■ Aufgabe 1:
Beantworte zum Text über die Skulptur „Sonnenanbeter“ folgende Fragen:
(a) In welchem Jahr wurde das Werk inventarisiert?
(b) Wer reinigte die Marmorskulptur vor ihrer ersten Ausstellung?
(c) Bis zu welchem Jahr wurde in Deutschland mit moralischen Gründen der Ausschluss von Künstlerinnen aus den staatlichen Akademien begründet?

■ Textauszug:

'''

Der erste Teil der Porträt-Reihe „Städel | Frauen“ nimmt Louise Schmidt und die aufwendige Restaurierung des Werks „Sonnenanbeter“ in den Fokus: Wer war die Bildhauerin und was macht ihre Arbeit so besonders?
Ein verborgener Schatz aus dem Depot des Städel Museums wird im nächsten Jahr erstmals ausgestellt: Die Marmorskulptur „Sonnenanbeter“ ist eines der wenigen erhaltenen Kunstwerke der Frankfurter Bildhauerin Louise Schmidt (1874–1942). Im Zuge der Recherchen für das Forschungs- und Ausstellungsprojekt zu Künstlerinnen-Netzwerken zwischen Frankfurt und Paris, das ab Juli 2024 präsentiert wird, wurde die Skulptur aufwendig restauriert.
Das Werk stammt aus dem alten Sammlungsbestand der Städtischen Galerie im Städel Museum, war jedoch in Vergessenheit geraten. Erst 2005 wurde es inventarisiert, als man die Skulpturenbestände für die Ausstellung „Von Köpfen und Körpern. Frankfurter Bildhauerei aus dem Städel Museum“ aufzuarbeiten begann. Doch der „Sonnenanbeter“ wurde noch nie ausgestellt. Denn über die Zeit im Depot hatte sich eine Patina aus Staub darauf abgesetzt.
Damit die Marmorskulptur nächstes Jahr erstmals dem Publikum präsentiert werden kann, musste sie von der Diplom-Restauratorin Franziska Müller erst sorgsam gereinigt werden. Was sich zunächst einfach anhört, war ein aufwendiger Prozess, der von der Abteilung Kunsttechnologie und Restaurierung – Gemälde und moderne Skulpturen des Städel Museums begleitet und koordiniert wurde und der viel Wissen und Fingerspitzengefühl erforderte. Nach verschiedenen Tests und vielen Zwischenstufen der Reinigung näherte sich die Expertin für Steinkonservierung langsam dem Endergebnis.
Einen kleinen Vorgeschmack darauf geben die Aufnahmen des „Sonnenanbeters“, die nach der abgeschlossenen Restaurierung entstanden sind. Nach der Restaurierung zeigt sich, dass es sich um eine bildhauerische Arbeit von besonderer Qualität handelt, die auch anatomisch absolut überzeugend und fein ausgeführt ist. Die Künstlerin wählte für ihre Figur eine sehr komplexe Körperhaltung, die sich folgerichtig in der Krümmung der Wirbelsäule und einer kohärenten Anspannung der Rückenmuskulatur widerspiegelt. Unter den damaligen Umständen ist das durchaus bemerkenswert: Um 1900 waren das Akt- und Anatomiestudium in der Ausbildung von Künstlerinnen noch immer heikel. Aus vorgeblich moralischen Gründen versuchte man Frauen davon auszuschließen. Dieses Argument wurde in Deutschland bis 1919 auch strapaziert, wenn es darum ging, den Ausschluss von Künstlerinnen aus den staatlichen Akademien zu begründen. In der Bildhauerei war ein fundiertes anatomisches Verständnis umso wichtiger, da der menschliche Körper hier allansichtig und oft lebensgroß nachgebildet werden musste. Louise Schmidt signierte ihre Schöpfung, bei deren Ausführung sie dieses Können unter Beweis stellte, auffällig und gut sichtbar.

'''

■ Entnommene Datensätze:
'''

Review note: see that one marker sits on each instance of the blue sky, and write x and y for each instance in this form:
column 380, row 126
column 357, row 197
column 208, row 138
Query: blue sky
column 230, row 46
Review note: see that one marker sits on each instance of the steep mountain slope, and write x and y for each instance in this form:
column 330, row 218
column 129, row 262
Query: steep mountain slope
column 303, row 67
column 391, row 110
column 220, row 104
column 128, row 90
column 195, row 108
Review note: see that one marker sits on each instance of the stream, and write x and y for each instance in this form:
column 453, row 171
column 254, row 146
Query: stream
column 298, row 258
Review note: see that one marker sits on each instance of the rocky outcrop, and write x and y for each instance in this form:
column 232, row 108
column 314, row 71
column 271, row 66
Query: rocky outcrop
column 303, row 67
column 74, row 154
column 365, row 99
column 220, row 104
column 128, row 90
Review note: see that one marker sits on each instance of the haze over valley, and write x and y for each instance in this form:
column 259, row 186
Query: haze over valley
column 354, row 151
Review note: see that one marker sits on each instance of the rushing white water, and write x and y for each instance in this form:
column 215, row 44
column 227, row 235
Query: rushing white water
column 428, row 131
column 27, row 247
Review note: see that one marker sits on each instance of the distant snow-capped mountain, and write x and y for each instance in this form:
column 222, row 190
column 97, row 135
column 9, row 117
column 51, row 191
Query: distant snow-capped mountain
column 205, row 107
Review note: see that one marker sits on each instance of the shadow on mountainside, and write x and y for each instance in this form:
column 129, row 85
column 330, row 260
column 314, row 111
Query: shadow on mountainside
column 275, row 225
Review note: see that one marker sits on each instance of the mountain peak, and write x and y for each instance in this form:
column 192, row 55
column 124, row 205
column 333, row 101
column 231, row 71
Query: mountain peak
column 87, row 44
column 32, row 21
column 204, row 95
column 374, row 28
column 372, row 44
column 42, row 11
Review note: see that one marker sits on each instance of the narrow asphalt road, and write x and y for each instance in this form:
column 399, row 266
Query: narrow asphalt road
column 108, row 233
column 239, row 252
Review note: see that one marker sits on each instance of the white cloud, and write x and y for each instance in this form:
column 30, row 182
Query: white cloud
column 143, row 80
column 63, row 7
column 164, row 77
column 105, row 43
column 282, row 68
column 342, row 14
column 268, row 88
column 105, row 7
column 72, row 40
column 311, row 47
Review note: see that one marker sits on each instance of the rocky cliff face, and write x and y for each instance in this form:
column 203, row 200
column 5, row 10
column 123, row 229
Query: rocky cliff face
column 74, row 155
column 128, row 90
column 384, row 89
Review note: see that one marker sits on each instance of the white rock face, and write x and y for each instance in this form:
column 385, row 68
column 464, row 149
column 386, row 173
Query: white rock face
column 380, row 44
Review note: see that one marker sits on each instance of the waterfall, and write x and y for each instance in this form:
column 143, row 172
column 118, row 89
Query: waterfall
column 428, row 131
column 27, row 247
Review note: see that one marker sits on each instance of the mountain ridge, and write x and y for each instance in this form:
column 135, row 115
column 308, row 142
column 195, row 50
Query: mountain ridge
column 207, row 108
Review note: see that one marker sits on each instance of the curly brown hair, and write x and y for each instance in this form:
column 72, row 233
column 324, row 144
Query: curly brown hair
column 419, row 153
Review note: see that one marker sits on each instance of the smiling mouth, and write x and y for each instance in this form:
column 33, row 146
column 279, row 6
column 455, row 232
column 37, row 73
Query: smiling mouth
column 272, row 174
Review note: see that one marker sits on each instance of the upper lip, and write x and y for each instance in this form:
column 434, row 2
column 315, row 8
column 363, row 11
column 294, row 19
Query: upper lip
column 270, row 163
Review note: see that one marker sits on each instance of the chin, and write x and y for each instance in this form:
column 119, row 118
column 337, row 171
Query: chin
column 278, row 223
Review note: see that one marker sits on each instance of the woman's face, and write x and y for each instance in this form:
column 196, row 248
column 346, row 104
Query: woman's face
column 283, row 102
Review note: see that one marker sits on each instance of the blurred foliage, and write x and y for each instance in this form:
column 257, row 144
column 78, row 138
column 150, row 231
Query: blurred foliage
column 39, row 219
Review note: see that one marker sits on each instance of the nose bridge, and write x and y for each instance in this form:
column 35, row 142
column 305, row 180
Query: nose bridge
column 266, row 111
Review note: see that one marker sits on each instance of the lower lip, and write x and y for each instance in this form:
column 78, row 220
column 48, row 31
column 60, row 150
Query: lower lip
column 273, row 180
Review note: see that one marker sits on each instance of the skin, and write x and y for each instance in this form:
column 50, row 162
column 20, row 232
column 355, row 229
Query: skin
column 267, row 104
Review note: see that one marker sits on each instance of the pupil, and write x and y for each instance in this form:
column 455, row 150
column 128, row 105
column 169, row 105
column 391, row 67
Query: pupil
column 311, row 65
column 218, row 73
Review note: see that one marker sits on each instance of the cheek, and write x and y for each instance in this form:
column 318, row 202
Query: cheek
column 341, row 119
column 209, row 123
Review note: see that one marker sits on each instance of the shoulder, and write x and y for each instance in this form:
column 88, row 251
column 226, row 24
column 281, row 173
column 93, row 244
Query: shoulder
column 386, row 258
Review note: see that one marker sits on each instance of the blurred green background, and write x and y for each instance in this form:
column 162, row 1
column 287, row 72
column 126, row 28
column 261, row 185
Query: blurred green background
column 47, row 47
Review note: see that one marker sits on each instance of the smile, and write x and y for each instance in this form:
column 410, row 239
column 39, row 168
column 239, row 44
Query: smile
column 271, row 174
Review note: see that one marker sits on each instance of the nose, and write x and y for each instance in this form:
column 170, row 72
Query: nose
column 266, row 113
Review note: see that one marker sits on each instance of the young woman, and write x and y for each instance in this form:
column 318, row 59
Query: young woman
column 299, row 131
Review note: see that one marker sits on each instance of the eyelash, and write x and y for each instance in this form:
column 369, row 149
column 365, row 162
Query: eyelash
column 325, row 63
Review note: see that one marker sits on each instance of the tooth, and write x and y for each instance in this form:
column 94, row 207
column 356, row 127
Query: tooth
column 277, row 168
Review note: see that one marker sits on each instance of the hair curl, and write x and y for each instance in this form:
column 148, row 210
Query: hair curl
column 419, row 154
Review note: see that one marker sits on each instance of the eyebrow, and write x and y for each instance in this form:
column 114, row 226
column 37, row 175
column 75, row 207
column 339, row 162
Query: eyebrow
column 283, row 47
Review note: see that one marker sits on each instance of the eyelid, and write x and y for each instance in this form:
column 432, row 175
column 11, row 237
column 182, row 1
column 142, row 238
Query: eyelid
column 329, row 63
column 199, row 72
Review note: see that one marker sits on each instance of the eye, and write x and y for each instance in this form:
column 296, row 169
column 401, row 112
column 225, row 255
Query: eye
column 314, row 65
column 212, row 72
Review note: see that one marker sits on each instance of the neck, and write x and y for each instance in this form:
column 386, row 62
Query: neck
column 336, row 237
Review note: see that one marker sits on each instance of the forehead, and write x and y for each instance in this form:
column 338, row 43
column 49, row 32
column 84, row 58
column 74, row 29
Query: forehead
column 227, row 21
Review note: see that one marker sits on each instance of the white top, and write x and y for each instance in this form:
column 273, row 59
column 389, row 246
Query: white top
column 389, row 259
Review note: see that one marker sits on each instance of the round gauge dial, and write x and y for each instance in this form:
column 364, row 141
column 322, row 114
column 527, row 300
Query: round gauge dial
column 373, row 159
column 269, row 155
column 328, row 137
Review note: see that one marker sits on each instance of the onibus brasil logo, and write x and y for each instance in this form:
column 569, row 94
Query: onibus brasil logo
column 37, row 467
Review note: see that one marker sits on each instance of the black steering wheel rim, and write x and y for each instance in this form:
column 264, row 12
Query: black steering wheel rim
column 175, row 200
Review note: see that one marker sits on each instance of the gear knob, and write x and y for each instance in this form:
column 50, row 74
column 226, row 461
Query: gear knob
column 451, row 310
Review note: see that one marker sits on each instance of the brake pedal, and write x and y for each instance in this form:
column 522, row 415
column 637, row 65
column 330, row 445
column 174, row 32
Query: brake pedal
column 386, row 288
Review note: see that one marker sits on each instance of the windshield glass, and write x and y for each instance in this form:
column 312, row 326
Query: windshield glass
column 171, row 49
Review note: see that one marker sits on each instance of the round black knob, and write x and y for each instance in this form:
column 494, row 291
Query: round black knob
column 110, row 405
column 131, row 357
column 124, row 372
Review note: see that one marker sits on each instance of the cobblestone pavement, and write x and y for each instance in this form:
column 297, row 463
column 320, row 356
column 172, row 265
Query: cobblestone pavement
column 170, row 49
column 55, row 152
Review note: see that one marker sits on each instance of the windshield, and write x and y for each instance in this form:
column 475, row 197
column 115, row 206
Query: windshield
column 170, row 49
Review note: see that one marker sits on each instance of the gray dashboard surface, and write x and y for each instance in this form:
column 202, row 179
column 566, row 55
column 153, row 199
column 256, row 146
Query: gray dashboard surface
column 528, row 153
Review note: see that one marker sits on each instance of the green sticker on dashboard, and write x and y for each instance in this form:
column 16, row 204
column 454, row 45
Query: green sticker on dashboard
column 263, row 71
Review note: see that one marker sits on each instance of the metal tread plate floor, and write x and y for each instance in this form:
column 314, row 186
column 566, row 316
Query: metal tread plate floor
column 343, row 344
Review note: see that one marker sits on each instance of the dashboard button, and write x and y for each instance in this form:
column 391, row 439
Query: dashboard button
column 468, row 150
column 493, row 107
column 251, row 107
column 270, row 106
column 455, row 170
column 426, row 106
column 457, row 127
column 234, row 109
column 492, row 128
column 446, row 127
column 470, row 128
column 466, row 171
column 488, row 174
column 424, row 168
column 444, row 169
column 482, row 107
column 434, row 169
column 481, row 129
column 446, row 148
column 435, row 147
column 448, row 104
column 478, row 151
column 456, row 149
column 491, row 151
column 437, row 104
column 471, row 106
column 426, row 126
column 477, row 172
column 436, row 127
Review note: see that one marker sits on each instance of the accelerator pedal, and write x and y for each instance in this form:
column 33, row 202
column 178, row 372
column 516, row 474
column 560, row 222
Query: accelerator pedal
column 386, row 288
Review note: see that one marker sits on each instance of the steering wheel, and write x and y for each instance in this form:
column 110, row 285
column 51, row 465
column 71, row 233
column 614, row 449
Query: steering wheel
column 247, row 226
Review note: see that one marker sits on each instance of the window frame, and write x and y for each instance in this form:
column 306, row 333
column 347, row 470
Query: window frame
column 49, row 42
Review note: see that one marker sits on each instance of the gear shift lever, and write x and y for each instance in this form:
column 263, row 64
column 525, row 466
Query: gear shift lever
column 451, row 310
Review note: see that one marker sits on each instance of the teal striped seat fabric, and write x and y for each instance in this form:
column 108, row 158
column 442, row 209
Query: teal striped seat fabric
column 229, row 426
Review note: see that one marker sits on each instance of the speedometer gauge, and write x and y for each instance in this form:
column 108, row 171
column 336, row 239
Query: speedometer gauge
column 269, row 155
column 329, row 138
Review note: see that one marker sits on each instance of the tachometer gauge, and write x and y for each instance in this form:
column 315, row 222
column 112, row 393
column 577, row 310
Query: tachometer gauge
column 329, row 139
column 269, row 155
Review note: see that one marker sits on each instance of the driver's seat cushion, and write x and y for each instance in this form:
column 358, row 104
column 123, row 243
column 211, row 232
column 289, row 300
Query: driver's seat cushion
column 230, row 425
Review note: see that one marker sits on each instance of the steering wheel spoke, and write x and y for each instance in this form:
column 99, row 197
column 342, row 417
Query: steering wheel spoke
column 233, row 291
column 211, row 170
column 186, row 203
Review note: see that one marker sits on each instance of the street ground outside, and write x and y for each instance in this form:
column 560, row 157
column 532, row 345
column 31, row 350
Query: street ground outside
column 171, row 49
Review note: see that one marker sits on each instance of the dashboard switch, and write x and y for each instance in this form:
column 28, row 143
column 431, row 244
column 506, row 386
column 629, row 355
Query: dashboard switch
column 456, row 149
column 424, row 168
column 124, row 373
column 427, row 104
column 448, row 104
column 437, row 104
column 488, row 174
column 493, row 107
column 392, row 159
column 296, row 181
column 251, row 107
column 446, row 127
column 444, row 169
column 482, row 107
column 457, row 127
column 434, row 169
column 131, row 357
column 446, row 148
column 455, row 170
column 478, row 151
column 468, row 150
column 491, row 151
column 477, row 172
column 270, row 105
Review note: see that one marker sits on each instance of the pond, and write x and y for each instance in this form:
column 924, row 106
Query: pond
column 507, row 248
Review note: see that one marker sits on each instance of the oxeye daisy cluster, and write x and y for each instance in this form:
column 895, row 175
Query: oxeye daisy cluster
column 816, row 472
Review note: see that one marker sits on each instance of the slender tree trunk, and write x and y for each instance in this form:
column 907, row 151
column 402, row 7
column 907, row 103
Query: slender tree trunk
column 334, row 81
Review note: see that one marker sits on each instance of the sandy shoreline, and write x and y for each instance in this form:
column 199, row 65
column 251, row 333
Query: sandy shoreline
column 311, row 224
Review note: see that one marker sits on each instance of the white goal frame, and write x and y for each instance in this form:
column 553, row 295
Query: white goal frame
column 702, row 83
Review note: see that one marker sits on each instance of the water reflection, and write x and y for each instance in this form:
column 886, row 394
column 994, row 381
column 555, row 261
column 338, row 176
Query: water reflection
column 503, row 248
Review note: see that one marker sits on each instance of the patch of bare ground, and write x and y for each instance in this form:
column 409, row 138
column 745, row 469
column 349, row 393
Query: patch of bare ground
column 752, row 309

'''

■ Aufgabe 2: Bearbeite einen Abschnitt der Datensätze. Er beginnt mit der Zeile, die „of the narrow“ enthält, und endet nach der Zeile mit „column 239, row 252“. Gib nur diese Zeilen wieder, ersetze darin „asphalt road“ durch „gravel road“ und lass alles andere unverändert.

■ Musterlösung 1:
(a) 2005
(b) Die Diplom-Restauratorin Franziska Müller
(c) Bis 1919

■ Musterlösung 2:
Review note: see that one marker sits on each instance of the narrow gravel road, and write x and y for each instance in this form:
column 399, row 266
Query: narrow gravel road
column 108, row 233
column 239, row 252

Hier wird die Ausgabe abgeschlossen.